**STUDY TEXT**
Undergraduate commencement schedule hinders students

The commencement schedule looks different than usual this year for the Class of 2024. With the spring semester concluding on May 15, around a week later than is typical, the undergraduate commencement ceremony and celebratory activities have been pushed back, too.

Undergraduate commencement, located at the Prudential Center in Newark every year, is planned for the morning of May 29, two weeks after the semester ends. Arching Day — where graduates will walk through the Arch to commemorate their end at Ramapo — will also be occurring over a week after the semester’s conclusion, on May 23.

“The date of the [commencement] ceremony is largely subject to the [Prudential Center]’s availability. While we had originally hoped for an earlier date, we also wanted to avoid a date that might conflict with the Memorial Day holiday,” Chief of Staff and Vice President for Policy, Research & Governance Brittany Williams-Goldstein stated in an email. “When May 29 was provided to us, we treated it as an invitation to create more opportunities to celebrate the Class of 2024.”

At the end of February, seniors received a survey via email asking “how [they] want to be celebrated.” It included questions asking whether seniors prefer a laid-back Grad50, “Club Potter” or Senior Prom celebration, whether they’re interested in attending a “Senior Send Off” trip to Atlantic City — which will return for the first time since the COVID-19 pandemic — and what kind of pre-commencement Senior Celebration they prefer.

“We explored the prom idea because this is the class that did not get to have their senior prom due to COVID,” Associate Director of the Center for Student Involvement Eddie Seavers stated over email. Grad50 won the survey, however, and took place on April 8, kicking off a “series of events across the final 50 days of the undergraduate experience at Ramapo for graduates.”

While Williams-Goldstein shared that her office has only fielded questions about the reasoning for the later commencement date, some seniors have strong opinions about the changes.

Senior Katelyn Downs wishes that undergraduates had received a clearer explanation as to why commencement is later this year. “If we got an explanation, maybe it’d be less frustrating,” she said in an interview.

The schedule is causing issues for students for multiple reasons. Senior nursing major Jessica Fearon said her schedule is thrown off because nursing students are not allowed to take the required ​​National Council Licensure Examination (NCLEX) until after commencement.

**WORK ORDER 1**
Name every person identified by name in the commencement article.
**WORK ORDER 2**
According to the commencement article, where is undergraduate commencement held every year?
**WORK ORDER 3**
Pick up the article on the commencement schedule after its final sentence and keep writing it.

**PROVIDED MATERIAL**
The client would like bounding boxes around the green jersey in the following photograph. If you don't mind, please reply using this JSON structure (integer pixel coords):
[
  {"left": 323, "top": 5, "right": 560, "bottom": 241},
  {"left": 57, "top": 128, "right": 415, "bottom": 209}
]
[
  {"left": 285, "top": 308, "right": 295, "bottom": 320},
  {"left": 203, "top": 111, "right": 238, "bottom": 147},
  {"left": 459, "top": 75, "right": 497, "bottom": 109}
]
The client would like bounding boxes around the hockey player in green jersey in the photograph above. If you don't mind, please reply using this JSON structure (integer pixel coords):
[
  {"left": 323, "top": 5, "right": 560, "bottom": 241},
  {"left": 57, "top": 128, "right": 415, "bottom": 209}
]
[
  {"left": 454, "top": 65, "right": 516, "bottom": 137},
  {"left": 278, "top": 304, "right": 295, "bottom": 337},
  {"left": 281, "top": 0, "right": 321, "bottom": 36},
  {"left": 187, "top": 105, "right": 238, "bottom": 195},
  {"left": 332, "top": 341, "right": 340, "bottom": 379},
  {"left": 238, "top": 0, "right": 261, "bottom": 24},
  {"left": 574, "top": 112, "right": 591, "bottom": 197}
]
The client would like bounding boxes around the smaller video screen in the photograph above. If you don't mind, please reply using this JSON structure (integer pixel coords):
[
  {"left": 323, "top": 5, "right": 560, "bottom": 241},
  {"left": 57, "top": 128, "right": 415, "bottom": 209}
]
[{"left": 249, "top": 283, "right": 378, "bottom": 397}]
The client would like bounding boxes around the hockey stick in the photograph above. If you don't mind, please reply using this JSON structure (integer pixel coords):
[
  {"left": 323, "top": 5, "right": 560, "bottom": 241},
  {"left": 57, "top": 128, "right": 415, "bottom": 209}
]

**EXERCISE OUTPUT 1**
Brittany Williams-Goldstein, Eddie Seavers, Katelyn Downs, Jessica Fearon

**EXERCISE OUTPUT 2**
At the Prudential Center in Newark.

**EXERCISE OUTPUT 3**
“Because [commencement] is booked later, I can’t take [the NCLEX] on time, so I’m very frustrated… because I can’t move on and progress,” she said.

International students are also facing complications. Senior Suraj Neupane, who hails from Nepal, said that the two-week gap leaves international students struggling to find a place to stay.

“A lot of us, we don’t have anywhere else to go between those times,” he said. “I don’t think that’s a really great idea for them to do that because people will be moving, especially for international students.”

Neupane said that international students have been asking the Office of Residence Life (ORL) to accommodate them. ORL has recently announced summer interim housing from May 16-29 with a nearly $500 price tag for any students with no other housing options during that period.

As for the extra celebratory events, most of the seniors interviewed expressed disinterest or weren’t aware of them.
“I just think they’re kind of trying to kill time because they didn’t book [commencement] earlier,” Fearon said.

Williams-Goldstein wants seniors to remember that all Ramapo wants to do is celebrate them, their achievements and their resilience, especially because of the difficult circumstances presented by the pandemic four years ago.

“I hope that members of the graduating class keep top of mind that they have a unique and wildly impressive capacity to not just adjust to change and uncertainty but to thrive in it– and that capacity will serve them very well for a very long time,” she stated.